START DATASET EXTRACT

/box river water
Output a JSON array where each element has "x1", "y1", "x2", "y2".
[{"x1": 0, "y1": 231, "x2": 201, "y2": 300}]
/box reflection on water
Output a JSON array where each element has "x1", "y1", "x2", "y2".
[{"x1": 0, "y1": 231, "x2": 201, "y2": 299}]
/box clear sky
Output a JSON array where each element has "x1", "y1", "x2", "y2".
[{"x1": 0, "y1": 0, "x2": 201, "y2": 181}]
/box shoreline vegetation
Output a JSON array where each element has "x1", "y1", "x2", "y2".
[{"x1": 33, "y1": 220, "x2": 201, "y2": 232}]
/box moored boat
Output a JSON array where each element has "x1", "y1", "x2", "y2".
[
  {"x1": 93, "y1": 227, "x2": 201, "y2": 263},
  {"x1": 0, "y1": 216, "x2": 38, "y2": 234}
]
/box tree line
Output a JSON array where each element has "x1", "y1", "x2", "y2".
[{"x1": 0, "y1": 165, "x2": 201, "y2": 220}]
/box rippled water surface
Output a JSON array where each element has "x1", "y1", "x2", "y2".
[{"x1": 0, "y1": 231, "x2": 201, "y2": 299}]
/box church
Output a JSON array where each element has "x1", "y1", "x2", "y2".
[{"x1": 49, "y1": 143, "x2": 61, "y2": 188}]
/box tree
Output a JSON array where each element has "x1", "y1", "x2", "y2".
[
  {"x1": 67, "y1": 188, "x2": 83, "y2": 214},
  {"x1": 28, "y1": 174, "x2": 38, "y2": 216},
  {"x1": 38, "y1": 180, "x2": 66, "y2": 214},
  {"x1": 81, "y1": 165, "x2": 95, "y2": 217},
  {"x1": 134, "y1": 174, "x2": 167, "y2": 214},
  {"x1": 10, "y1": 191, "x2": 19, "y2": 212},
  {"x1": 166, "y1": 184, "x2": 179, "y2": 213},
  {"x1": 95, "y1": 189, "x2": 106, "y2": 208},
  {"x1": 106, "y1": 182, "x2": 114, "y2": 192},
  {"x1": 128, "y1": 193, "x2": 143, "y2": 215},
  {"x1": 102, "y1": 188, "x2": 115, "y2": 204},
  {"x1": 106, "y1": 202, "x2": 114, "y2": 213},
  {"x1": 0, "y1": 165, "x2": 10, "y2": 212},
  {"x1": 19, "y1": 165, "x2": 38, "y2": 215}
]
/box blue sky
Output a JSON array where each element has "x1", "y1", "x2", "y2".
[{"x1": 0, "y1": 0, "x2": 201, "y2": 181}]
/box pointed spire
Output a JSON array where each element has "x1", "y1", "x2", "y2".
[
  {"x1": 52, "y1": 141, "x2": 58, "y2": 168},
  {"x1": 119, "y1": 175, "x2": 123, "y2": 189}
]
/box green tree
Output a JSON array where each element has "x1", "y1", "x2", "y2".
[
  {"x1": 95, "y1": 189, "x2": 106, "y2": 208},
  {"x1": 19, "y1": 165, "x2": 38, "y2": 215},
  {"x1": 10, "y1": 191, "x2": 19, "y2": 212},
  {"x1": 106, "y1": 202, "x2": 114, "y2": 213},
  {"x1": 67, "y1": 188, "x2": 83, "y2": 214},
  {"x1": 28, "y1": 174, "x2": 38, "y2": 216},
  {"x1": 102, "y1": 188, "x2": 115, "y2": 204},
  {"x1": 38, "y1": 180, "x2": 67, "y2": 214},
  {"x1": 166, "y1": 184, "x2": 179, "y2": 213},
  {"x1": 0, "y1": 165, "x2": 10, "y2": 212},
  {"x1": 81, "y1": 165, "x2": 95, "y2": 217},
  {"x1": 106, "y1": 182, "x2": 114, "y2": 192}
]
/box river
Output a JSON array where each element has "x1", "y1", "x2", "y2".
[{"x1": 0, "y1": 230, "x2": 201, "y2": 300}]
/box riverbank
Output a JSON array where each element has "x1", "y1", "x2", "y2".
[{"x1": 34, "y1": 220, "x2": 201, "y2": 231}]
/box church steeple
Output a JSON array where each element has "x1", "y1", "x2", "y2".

END DATASET EXTRACT

Show every line above that contains the word "tree", matching case exactly.

» **ANSWER**:
/box tree line
/box tree
/box green tree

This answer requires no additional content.